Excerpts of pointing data
## begin
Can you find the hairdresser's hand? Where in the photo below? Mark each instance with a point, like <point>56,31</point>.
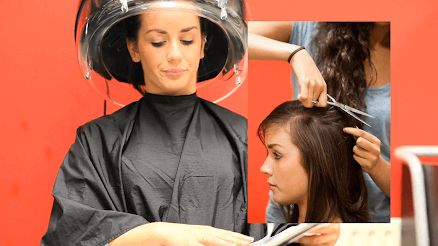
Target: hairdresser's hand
<point>312,84</point>
<point>367,154</point>
<point>188,235</point>
<point>326,235</point>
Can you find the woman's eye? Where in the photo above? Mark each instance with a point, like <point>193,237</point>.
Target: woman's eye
<point>186,42</point>
<point>158,44</point>
<point>276,156</point>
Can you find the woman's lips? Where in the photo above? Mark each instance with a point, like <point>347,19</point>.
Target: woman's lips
<point>174,73</point>
<point>271,185</point>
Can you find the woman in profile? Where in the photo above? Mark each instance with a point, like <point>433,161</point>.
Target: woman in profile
<point>351,62</point>
<point>310,165</point>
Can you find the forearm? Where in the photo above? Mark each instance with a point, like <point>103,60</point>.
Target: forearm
<point>262,48</point>
<point>146,234</point>
<point>381,174</point>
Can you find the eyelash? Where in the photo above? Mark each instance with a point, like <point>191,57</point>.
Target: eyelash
<point>159,44</point>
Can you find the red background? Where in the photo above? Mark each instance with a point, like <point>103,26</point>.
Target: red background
<point>414,84</point>
<point>44,97</point>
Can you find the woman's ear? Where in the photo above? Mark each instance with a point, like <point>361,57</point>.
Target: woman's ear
<point>133,50</point>
<point>203,41</point>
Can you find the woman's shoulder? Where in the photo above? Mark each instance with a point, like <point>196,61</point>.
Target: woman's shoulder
<point>224,113</point>
<point>112,124</point>
<point>230,119</point>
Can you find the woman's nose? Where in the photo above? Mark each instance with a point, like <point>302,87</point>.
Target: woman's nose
<point>266,167</point>
<point>174,52</point>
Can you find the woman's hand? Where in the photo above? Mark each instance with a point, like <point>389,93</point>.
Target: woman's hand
<point>312,84</point>
<point>326,235</point>
<point>367,154</point>
<point>173,234</point>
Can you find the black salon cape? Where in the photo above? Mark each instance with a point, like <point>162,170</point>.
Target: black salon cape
<point>164,158</point>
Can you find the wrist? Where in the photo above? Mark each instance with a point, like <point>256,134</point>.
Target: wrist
<point>295,51</point>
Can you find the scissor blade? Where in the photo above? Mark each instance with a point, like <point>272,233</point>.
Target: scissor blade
<point>358,111</point>
<point>357,118</point>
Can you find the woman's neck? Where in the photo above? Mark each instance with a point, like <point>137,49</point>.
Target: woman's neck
<point>302,208</point>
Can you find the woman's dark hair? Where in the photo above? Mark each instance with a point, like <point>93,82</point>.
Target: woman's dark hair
<point>336,183</point>
<point>342,50</point>
<point>131,26</point>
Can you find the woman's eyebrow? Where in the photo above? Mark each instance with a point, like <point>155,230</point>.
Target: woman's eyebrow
<point>187,29</point>
<point>156,30</point>
<point>270,146</point>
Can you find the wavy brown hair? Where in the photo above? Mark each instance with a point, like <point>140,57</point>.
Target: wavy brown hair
<point>336,183</point>
<point>343,48</point>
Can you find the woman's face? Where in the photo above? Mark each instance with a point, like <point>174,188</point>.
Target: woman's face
<point>169,47</point>
<point>287,177</point>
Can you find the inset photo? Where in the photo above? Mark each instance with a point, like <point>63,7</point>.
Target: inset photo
<point>319,121</point>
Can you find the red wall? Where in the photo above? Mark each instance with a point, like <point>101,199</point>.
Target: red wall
<point>44,97</point>
<point>414,83</point>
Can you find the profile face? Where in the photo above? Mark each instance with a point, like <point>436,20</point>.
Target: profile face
<point>169,47</point>
<point>287,178</point>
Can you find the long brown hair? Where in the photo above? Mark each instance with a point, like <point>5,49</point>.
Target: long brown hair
<point>342,50</point>
<point>336,183</point>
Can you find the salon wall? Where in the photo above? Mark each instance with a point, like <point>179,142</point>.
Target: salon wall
<point>43,99</point>
<point>414,102</point>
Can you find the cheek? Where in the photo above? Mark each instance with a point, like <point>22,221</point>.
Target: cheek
<point>293,175</point>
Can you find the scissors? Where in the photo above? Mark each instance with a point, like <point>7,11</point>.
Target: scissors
<point>347,109</point>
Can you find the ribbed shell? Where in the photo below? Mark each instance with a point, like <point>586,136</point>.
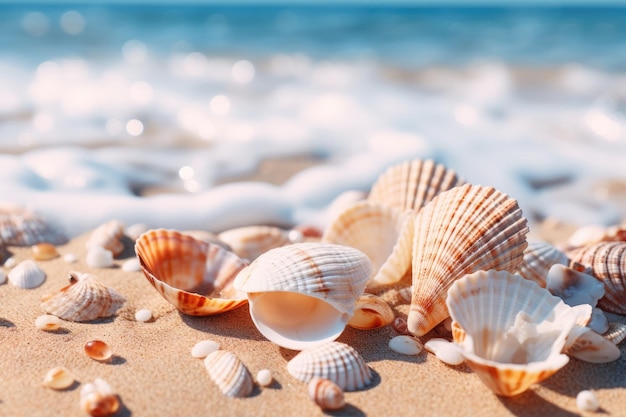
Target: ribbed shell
<point>485,306</point>
<point>607,261</point>
<point>27,275</point>
<point>539,256</point>
<point>412,184</point>
<point>334,361</point>
<point>463,230</point>
<point>336,274</point>
<point>229,373</point>
<point>383,233</point>
<point>84,299</point>
<point>194,276</point>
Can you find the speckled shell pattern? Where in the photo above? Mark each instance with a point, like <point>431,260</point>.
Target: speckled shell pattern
<point>607,261</point>
<point>384,234</point>
<point>194,276</point>
<point>335,361</point>
<point>336,274</point>
<point>85,299</point>
<point>463,230</point>
<point>412,184</point>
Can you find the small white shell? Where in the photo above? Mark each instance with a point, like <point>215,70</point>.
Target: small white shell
<point>229,373</point>
<point>27,275</point>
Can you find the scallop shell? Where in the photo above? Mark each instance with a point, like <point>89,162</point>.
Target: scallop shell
<point>335,361</point>
<point>466,229</point>
<point>371,312</point>
<point>384,234</point>
<point>412,184</point>
<point>229,373</point>
<point>194,276</point>
<point>303,294</point>
<point>511,330</point>
<point>251,241</point>
<point>607,261</point>
<point>108,236</point>
<point>84,299</point>
<point>539,256</point>
<point>27,275</point>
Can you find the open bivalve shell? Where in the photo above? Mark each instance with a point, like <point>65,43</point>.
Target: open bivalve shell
<point>412,184</point>
<point>303,294</point>
<point>511,330</point>
<point>384,234</point>
<point>194,276</point>
<point>335,361</point>
<point>463,230</point>
<point>85,299</point>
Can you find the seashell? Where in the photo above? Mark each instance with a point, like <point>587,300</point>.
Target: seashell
<point>465,229</point>
<point>27,275</point>
<point>85,299</point>
<point>108,236</point>
<point>303,294</point>
<point>335,361</point>
<point>326,394</point>
<point>586,345</point>
<point>371,312</point>
<point>539,256</point>
<point>194,276</point>
<point>20,227</point>
<point>229,373</point>
<point>251,241</point>
<point>511,331</point>
<point>384,234</point>
<point>97,399</point>
<point>412,184</point>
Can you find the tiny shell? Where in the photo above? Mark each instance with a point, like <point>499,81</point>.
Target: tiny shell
<point>326,394</point>
<point>27,275</point>
<point>406,345</point>
<point>229,373</point>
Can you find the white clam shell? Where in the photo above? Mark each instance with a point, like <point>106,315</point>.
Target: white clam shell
<point>303,294</point>
<point>335,361</point>
<point>27,275</point>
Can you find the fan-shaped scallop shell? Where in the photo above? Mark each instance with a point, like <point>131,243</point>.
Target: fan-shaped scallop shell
<point>383,233</point>
<point>27,275</point>
<point>251,241</point>
<point>229,373</point>
<point>303,294</point>
<point>334,361</point>
<point>85,299</point>
<point>539,256</point>
<point>466,229</point>
<point>194,276</point>
<point>511,330</point>
<point>607,261</point>
<point>412,184</point>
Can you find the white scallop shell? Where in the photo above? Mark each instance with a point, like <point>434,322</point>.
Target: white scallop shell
<point>511,330</point>
<point>335,361</point>
<point>465,229</point>
<point>229,373</point>
<point>85,299</point>
<point>27,275</point>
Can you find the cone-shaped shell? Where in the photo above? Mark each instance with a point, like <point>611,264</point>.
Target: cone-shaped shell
<point>511,330</point>
<point>607,261</point>
<point>194,276</point>
<point>412,184</point>
<point>85,299</point>
<point>539,256</point>
<point>334,361</point>
<point>463,230</point>
<point>303,294</point>
<point>383,233</point>
<point>229,373</point>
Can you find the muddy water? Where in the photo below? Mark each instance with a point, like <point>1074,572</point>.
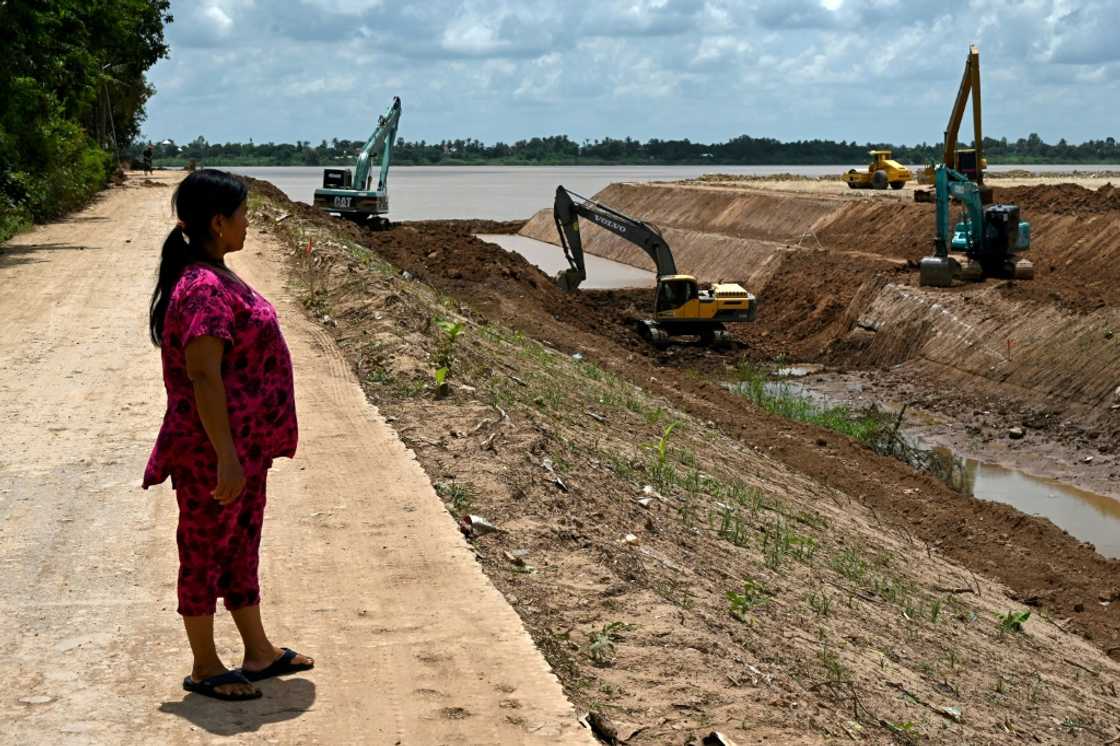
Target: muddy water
<point>505,193</point>
<point>1086,515</point>
<point>602,273</point>
<point>1083,514</point>
<point>500,193</point>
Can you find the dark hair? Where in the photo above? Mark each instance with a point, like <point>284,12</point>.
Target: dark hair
<point>196,201</point>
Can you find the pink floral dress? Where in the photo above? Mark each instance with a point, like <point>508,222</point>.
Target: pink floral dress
<point>255,370</point>
<point>220,544</point>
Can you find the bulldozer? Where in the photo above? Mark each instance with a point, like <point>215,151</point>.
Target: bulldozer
<point>882,173</point>
<point>351,195</point>
<point>681,307</point>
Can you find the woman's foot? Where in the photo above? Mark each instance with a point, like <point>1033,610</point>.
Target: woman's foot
<point>281,661</point>
<point>234,689</point>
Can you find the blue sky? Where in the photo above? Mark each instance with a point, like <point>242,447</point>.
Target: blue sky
<point>703,70</point>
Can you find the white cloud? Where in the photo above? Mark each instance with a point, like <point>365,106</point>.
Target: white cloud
<point>707,70</point>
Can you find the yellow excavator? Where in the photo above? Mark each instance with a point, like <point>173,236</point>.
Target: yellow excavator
<point>969,161</point>
<point>884,171</point>
<point>681,307</point>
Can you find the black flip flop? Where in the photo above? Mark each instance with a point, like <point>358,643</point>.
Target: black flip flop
<point>280,667</point>
<point>208,687</point>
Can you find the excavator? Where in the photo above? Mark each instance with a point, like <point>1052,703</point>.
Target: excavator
<point>989,238</point>
<point>986,240</point>
<point>681,307</point>
<point>350,195</point>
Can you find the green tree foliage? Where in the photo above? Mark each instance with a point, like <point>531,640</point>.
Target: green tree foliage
<point>73,89</point>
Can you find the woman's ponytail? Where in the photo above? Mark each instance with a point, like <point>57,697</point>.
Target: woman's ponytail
<point>198,197</point>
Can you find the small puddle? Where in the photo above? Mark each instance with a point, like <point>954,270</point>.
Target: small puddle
<point>798,371</point>
<point>1085,515</point>
<point>602,273</point>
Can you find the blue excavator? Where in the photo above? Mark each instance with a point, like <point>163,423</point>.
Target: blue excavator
<point>350,194</point>
<point>986,241</point>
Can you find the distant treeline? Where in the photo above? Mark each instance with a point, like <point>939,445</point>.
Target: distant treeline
<point>559,149</point>
<point>72,96</point>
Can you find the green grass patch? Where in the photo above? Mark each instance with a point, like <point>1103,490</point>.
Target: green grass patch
<point>782,399</point>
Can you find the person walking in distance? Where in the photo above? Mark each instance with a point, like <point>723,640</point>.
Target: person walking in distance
<point>230,411</point>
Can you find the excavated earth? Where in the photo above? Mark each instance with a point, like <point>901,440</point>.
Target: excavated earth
<point>837,282</point>
<point>576,552</point>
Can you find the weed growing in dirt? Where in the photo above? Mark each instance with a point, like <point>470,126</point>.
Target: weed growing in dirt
<point>445,353</point>
<point>780,541</point>
<point>786,401</point>
<point>935,609</point>
<point>602,647</point>
<point>820,602</point>
<point>908,733</point>
<point>1013,622</point>
<point>836,672</point>
<point>674,594</point>
<point>731,527</point>
<point>754,595</point>
<point>458,496</point>
<point>850,565</point>
<point>661,472</point>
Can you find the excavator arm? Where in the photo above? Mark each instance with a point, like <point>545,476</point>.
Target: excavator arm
<point>970,84</point>
<point>569,207</point>
<point>382,139</point>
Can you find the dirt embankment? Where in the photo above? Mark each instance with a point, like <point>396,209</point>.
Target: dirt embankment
<point>837,282</point>
<point>854,613</point>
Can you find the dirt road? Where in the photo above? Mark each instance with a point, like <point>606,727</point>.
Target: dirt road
<point>361,565</point>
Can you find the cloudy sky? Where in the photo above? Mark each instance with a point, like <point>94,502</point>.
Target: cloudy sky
<point>706,70</point>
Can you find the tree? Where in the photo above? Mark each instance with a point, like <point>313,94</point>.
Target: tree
<point>73,90</point>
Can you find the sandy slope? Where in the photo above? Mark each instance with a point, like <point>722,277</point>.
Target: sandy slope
<point>361,568</point>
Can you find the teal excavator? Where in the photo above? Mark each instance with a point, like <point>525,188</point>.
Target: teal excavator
<point>350,195</point>
<point>986,241</point>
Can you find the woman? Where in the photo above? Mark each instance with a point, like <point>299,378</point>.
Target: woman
<point>230,411</point>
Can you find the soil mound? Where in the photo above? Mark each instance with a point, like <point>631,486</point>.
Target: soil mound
<point>1061,198</point>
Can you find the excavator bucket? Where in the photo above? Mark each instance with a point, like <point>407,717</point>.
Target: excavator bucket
<point>569,280</point>
<point>938,271</point>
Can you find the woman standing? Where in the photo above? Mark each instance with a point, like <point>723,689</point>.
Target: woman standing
<point>230,411</point>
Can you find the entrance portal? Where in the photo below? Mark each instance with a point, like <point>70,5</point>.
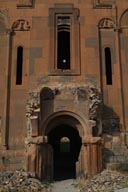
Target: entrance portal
<point>66,144</point>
## end
Rename "puddle" to "pool" in the lines from the one with "Can you find the excavator?" to the one with "<point>661,472</point>", and write those lines out again with nothing else changed.

Can you find the excavator? Where in the photo above? Mark each instance with a point, like <point>1052,703</point>.
Target: excavator
<point>989,238</point>
<point>986,240</point>
<point>681,307</point>
<point>350,195</point>
Can you find the green tree foliage? Where in the photo above? Mark each instance with a point, like <point>531,640</point>.
Target: green tree foliage
<point>73,89</point>
Can you find the woman's ponytail? Where in the photo above? Mark each instance with a point, like <point>57,697</point>.
Target: woman's ponytail
<point>198,197</point>
Can you find the small pool? Where in the photo above? Mark each instance with a point, like <point>954,270</point>.
Target: small pool
<point>798,371</point>
<point>1085,515</point>
<point>602,273</point>
Can you find the blue excavator? Where in the photo above? Mark each instance with a point, like <point>163,423</point>.
Target: blue excavator
<point>350,194</point>
<point>986,241</point>
Can you find the distant treeline? Where in the photo above? Mark each instance with a point, like <point>939,445</point>.
Target: distant treeline
<point>559,149</point>
<point>72,96</point>
Can you find the green grass patch? Where in the photo above? Mark each instance with a point, like <point>1103,490</point>.
Target: green grass patch
<point>782,399</point>
Can you find the person walking in distance? Where in the photo above? Mark each instance with a point, like <point>723,640</point>.
Target: person walking in distance
<point>230,411</point>
Can you find the excavated earth? Where in the photo above? Mark each instance with a point, like <point>901,440</point>.
Target: excavated earth
<point>837,282</point>
<point>576,552</point>
Can you find the weed growing in dirt? Where in the photo above? Mark each instance with a point, like <point>470,126</point>.
Target: weed growing in dirt
<point>445,353</point>
<point>780,541</point>
<point>786,401</point>
<point>935,609</point>
<point>602,647</point>
<point>820,602</point>
<point>908,733</point>
<point>1013,622</point>
<point>836,672</point>
<point>674,594</point>
<point>731,527</point>
<point>754,595</point>
<point>458,496</point>
<point>850,565</point>
<point>661,472</point>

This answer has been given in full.